* WORK INSTRUCTIONS: Arrange every line of the entries below as a Markdown table with the columns Row and Line. Number each row in order, and leave out blank lines.

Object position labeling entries
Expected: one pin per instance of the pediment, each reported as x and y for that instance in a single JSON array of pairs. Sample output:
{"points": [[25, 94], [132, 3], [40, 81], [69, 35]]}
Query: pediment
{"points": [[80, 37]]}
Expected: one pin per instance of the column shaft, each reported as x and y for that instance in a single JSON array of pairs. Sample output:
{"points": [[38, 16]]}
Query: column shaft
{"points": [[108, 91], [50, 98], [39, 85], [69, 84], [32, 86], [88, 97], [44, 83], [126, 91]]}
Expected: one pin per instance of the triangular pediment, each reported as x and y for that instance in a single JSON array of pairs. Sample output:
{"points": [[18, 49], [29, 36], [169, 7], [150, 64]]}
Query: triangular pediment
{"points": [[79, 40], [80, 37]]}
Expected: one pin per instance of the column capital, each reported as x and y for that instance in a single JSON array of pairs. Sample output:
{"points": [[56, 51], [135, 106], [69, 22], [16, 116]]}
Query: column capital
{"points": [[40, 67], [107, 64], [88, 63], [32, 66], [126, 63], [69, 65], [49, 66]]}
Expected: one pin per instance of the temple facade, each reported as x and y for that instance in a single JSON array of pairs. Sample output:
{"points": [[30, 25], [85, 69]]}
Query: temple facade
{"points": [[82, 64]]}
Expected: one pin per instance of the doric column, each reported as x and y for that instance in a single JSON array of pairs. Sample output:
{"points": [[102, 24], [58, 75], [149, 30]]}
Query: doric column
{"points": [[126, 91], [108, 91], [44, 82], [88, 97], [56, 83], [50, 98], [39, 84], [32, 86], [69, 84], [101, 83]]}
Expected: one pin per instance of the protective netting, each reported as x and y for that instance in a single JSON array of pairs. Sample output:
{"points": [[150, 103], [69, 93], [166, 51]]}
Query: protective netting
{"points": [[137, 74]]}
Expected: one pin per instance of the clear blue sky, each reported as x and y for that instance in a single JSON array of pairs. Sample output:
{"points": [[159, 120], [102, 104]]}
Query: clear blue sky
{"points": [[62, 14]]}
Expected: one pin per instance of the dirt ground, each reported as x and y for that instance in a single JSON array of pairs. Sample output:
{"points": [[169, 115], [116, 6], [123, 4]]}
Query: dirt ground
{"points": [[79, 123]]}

* FINISHED EXERCISE:
| Row | Line |
|---|---|
| 1 | Expected: one pin per instance of the pediment, each reported as x and y for that instance in a single JSON array of pairs. Sample output: |
| 2 | {"points": [[25, 94], [132, 3], [40, 81], [69, 35]]} |
| 3 | Query: pediment |
| 4 | {"points": [[80, 37]]} |
| 5 | Expected: one pin per instance of the column shaft, each reported as x and y for that instance in a single JSON array of pairs. Sample output: |
| 6 | {"points": [[38, 16]]} |
| 7 | Query: column shaft |
| 8 | {"points": [[108, 91], [50, 98], [39, 85], [69, 84], [32, 86], [88, 97], [44, 83], [126, 91]]} |
| 9 | Expected: one pin per instance of the triangular pediment, each reported as x and y for that instance in a single JSON array of pairs. Sample output: |
| 10 | {"points": [[18, 49], [29, 36], [169, 7], [150, 64]]} |
| 11 | Query: triangular pediment |
| 12 | {"points": [[79, 40], [80, 37]]} |
| 13 | Expected: one pin per instance of the column capital, each reported as x and y for that instance in a single JSON array of pairs. Sample output: |
| 14 | {"points": [[56, 51], [135, 106], [69, 22], [16, 116]]} |
| 15 | Query: column capital |
| 16 | {"points": [[40, 67], [107, 64], [88, 63], [32, 66], [126, 63], [69, 65], [49, 66]]} |
| 17 | Expected: one pin per instance of the temple facade, each reported as x and y for that instance in a single JSON array of pairs. Sample output: |
| 18 | {"points": [[30, 25], [85, 69]]} |
| 19 | Query: temple facade |
| 20 | {"points": [[82, 64]]} |
| 21 | Expected: one pin per instance of the doric column, each reported as x and y for that instance in a single JSON array of pairs. Sample output: |
| 22 | {"points": [[102, 24], [58, 75], [149, 30]]} |
| 23 | Query: doric column |
| 24 | {"points": [[126, 91], [108, 91], [44, 82], [88, 97], [56, 83], [50, 98], [39, 84], [32, 86], [69, 84], [101, 83]]} |
| 25 | Expected: one pin per instance of the protective netting, each reported as x and y for that instance in a single JSON array of pairs. Sample output: |
| 26 | {"points": [[150, 103], [69, 93], [166, 51]]} |
| 27 | Query: protective netting |
| 28 | {"points": [[137, 74]]} |
| 29 | Expected: one pin per instance of the clear blue sky, each reported as x and y for that instance in a single JSON array of pairs. Sample output: |
| 30 | {"points": [[159, 120], [102, 104]]} |
| 31 | Query: clear blue sky |
| 32 | {"points": [[62, 14]]} |
| 33 | Expected: one pin per instance of the dirt ground, each reported as x and y for that instance in a single JSON array of pairs. Sample output: |
| 34 | {"points": [[169, 115], [116, 6], [123, 4]]} |
| 35 | Query: dirt ground |
| 36 | {"points": [[79, 123]]} |